▶ **WHAT YOU WILL DO**:
Collect every line of the material below that contains the word "jacket".

▶ **DATA FOR PROCESSING**:
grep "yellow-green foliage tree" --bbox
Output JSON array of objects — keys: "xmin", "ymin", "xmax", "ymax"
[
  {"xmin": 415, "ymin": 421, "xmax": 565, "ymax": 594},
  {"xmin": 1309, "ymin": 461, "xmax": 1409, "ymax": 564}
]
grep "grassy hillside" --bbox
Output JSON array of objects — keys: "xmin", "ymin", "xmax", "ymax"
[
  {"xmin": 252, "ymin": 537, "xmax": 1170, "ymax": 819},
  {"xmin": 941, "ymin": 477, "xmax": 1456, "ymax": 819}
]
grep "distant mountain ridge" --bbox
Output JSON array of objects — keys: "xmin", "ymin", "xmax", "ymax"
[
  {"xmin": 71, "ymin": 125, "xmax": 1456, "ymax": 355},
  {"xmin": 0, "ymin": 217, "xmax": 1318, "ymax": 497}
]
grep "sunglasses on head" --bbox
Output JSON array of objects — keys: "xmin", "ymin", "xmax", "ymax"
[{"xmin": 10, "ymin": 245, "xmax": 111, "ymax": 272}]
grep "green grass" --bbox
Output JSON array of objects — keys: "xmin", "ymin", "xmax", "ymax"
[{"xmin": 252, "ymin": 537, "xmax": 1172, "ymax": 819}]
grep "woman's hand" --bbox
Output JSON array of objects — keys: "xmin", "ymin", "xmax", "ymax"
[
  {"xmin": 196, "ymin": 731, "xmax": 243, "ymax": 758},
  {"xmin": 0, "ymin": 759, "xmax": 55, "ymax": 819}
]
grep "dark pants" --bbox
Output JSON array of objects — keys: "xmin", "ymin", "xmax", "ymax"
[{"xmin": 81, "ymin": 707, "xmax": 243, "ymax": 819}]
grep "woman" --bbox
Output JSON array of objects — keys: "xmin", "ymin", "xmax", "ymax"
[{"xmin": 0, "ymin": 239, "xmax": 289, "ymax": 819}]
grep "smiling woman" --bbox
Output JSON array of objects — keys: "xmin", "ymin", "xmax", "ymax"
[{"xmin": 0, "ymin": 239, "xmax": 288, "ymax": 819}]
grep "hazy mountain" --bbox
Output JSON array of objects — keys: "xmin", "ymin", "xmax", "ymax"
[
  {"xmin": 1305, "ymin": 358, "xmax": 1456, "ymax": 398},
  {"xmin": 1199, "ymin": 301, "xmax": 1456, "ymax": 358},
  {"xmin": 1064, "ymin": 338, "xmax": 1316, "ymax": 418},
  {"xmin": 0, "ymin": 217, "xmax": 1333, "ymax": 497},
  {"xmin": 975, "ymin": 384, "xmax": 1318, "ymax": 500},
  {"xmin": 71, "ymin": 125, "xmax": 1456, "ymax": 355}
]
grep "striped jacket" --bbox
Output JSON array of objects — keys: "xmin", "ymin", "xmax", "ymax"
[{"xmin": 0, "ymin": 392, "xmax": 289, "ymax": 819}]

--

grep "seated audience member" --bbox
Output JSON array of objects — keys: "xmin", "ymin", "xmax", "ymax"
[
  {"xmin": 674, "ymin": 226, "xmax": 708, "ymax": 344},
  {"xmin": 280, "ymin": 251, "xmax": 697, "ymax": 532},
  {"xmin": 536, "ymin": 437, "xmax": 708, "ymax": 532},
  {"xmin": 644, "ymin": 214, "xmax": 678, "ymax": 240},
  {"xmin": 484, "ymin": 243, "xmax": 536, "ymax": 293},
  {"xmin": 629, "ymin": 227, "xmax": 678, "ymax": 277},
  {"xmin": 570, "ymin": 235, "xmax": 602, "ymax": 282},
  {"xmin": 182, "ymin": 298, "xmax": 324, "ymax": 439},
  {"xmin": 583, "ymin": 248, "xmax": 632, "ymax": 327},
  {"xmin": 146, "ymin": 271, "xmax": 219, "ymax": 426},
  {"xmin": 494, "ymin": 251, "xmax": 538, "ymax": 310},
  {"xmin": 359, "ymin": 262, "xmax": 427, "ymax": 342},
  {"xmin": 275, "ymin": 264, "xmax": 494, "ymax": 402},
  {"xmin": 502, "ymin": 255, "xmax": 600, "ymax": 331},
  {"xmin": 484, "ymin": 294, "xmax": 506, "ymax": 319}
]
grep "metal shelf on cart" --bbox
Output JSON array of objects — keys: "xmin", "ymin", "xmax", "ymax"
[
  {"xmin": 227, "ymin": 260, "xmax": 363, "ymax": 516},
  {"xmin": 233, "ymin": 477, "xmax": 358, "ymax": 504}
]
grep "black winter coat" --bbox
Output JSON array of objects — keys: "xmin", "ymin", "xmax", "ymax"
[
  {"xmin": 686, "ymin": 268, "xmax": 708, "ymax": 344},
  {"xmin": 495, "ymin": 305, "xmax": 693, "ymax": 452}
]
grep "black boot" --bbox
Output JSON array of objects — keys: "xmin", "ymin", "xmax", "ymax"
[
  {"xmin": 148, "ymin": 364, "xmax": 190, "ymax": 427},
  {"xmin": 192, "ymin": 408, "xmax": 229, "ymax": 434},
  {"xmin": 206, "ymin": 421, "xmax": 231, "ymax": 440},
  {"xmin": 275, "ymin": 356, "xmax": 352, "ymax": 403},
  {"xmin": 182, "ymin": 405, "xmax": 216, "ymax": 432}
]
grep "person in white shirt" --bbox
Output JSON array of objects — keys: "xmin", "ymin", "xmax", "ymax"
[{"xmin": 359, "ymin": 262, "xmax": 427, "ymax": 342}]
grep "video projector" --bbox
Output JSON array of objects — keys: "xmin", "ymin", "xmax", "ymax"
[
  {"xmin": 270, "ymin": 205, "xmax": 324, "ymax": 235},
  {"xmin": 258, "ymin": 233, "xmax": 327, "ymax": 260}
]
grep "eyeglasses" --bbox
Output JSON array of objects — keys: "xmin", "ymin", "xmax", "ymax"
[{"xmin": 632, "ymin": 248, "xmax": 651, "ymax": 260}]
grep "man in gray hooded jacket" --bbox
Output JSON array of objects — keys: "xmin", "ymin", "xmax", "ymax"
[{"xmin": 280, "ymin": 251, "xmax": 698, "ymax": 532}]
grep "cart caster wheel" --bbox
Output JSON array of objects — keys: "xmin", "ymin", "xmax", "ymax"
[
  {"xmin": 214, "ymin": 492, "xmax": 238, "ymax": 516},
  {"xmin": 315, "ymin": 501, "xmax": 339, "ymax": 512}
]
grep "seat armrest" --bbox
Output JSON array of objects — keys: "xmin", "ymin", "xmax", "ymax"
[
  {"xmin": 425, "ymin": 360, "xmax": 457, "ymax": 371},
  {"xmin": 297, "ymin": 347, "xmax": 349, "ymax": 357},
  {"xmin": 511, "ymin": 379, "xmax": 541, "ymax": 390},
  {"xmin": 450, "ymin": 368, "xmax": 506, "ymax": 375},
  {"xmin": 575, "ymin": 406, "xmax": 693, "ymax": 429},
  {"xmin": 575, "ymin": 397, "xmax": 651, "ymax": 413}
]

--

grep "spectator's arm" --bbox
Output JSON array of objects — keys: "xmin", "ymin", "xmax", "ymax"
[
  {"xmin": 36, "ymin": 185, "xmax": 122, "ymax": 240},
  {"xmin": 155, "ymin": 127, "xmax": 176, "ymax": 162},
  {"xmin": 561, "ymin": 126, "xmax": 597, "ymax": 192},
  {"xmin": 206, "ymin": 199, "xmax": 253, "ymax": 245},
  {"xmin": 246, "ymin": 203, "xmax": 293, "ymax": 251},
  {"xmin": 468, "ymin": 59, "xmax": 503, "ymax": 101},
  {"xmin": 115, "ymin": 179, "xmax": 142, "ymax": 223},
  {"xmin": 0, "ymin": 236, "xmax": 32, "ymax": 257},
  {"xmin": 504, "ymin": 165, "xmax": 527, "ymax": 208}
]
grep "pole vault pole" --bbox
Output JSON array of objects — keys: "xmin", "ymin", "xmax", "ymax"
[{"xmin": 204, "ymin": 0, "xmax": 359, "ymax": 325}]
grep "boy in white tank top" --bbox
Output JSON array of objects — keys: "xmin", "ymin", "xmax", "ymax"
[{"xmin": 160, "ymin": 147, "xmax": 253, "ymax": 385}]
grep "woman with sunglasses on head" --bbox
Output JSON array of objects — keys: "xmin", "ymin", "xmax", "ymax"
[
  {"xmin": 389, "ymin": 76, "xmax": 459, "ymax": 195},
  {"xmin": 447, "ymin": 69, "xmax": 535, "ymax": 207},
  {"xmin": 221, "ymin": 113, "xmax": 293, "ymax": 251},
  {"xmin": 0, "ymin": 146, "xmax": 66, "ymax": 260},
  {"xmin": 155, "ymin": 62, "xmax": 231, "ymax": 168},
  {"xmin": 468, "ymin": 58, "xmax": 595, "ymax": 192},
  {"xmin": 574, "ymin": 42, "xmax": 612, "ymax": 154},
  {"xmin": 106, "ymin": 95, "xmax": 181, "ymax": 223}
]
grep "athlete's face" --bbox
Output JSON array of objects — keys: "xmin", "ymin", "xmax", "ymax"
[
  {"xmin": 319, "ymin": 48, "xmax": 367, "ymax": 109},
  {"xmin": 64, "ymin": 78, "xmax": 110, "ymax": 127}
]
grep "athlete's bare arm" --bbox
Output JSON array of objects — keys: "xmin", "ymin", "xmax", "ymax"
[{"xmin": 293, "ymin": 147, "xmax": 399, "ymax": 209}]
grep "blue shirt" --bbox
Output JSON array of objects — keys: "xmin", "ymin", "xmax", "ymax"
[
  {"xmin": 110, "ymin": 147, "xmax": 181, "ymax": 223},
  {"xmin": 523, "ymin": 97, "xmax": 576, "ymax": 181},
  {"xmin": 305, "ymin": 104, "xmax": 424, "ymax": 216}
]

▶ **SOLUTION TO THIS TASK**:
grep "striped jacket" --bbox
grep "man in gray hooded jacket" --bbox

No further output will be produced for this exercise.